__Stated exercise__
Rewrite every line of the listing below, requests included. Multiply each polygon vertex coordinate in the answers by 1.2 and round to the nearest whole number, rounding halves up, while leaving the request lines unchanged.

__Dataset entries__
>>>
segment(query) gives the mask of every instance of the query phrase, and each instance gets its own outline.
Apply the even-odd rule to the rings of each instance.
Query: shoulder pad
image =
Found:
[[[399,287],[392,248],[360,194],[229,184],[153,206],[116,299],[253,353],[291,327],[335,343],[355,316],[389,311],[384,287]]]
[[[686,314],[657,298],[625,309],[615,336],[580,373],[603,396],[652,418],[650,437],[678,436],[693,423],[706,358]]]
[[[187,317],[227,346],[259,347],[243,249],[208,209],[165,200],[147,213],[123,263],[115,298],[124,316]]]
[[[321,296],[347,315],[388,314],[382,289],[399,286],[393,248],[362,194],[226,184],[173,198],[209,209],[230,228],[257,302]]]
<<<
__Exercise answer__
segment(query) gives the mask of every instance of the query phrase, and each instance gets its own outline.
Apply the even-odd rule to the rings of each instance.
Query: shoulder pad
image =
Found:
[[[479,344],[470,298],[432,233],[275,221],[184,247],[139,359],[304,424],[349,392],[402,412],[426,379],[467,373],[461,344]]]
[[[823,377],[788,358],[750,371],[738,403],[696,448],[724,475],[782,502],[780,524],[814,523],[832,508],[847,430]]]
[[[224,380],[272,415],[311,416],[292,299],[250,251],[198,240],[176,256],[148,316],[138,358],[149,379]]]
[[[385,355],[416,378],[466,377],[458,347],[479,343],[472,298],[434,233],[271,221],[208,238],[251,251],[276,274],[308,362]]]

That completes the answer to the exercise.